====== TEXT PROVIDED

1. Introduction
In this document, we will introduce the KDP2 architecture comprising new software(SW) and firmware(FW) design for KL520.
In comparison with the previous SW/FW architecture, this aims to simplify the design flow for AI applications development.
When referring to a complete AI application development, actually three parts are involved:
- model development
- software development
- firmware development
Below diagram depicts three parts of development in a big picture.

This Getting Started document only focuses on host software usage with the AI dongle to perform following functionality.
- How to build the host software.
- How to update firmware to the AI dongle.
- How to connect AI dongles.
- How to run the APP inference example.
- How to run the generic inference example.

============
====== MATERIAL PROVIDED

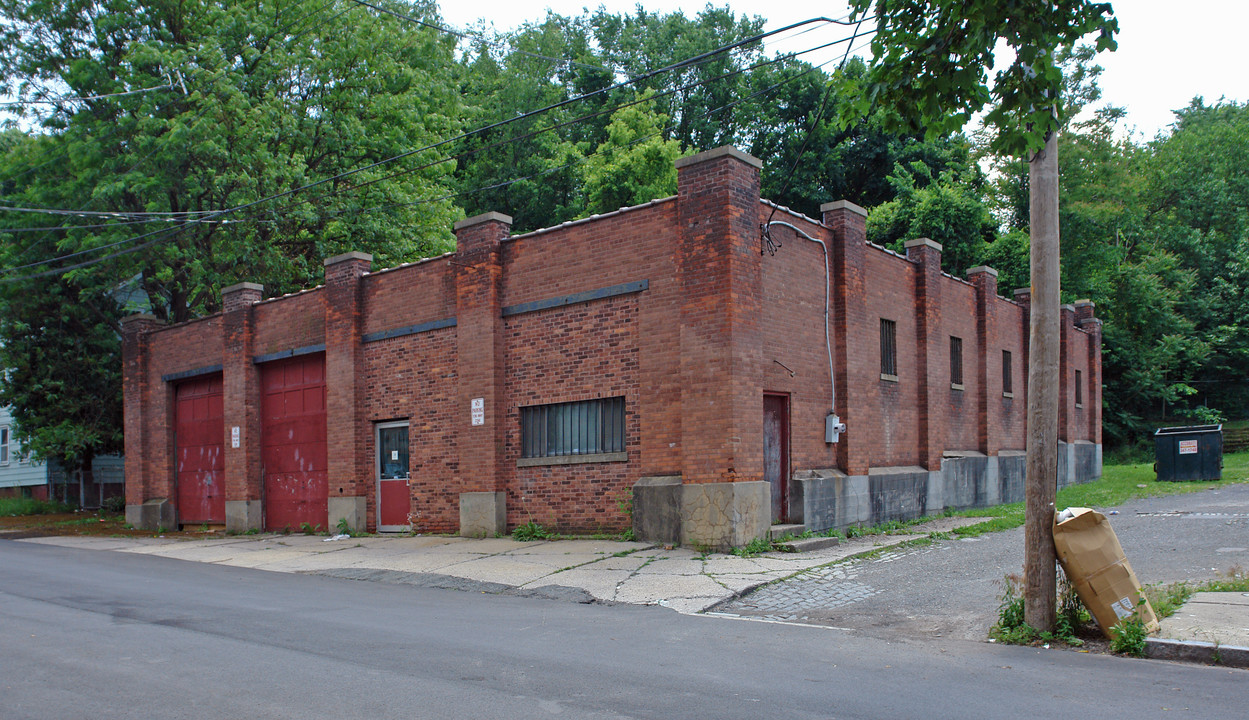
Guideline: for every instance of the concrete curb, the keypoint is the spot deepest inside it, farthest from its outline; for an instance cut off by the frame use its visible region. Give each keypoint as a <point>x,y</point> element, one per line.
<point>1197,651</point>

============

JOBS:
**a)** Decide whether each statement below agrees with the KDP2 introduction. Answer yes or no, quoting the deciding words of the text exactly.
(i) The KDP2 architecture is designed for KL520.
(ii) The Getting Started document covers model development.
(iii) The new architecture aims to simplify the design flow for AI applications development.
**b)** Please repeat the KDP2 introduction word for word from "1. Introduction" up to and including "the host software.".

ANSWERS TO EACH TASK:
**a)**
(i) Yes: "we will introduce the KDP2 architecture comprising new software(SW) and firmware(FW) design for KL520."
(ii) No: "This Getting Started document only focuses on host software usage with the AI dongle"
(iii) Yes: "this aims to simplify the design flow for AI applications development."

**b)**
1. Introduction
In this document, we will introduce the KDP2 architecture comprising new software(SW) and firmware(FW) design for KL520.
In comparison with the previous SW/FW architecture, this aims to simplify the design flow for AI applications development.
When referring to a complete AI application development, actually three parts are involved:
- model development
- software development
- firmware development
Below diagram depicts three parts of development in a big picture.

This Getting Started document only focuses on host software usage with the AI dongle to perform following functionality.
- How to build the host software.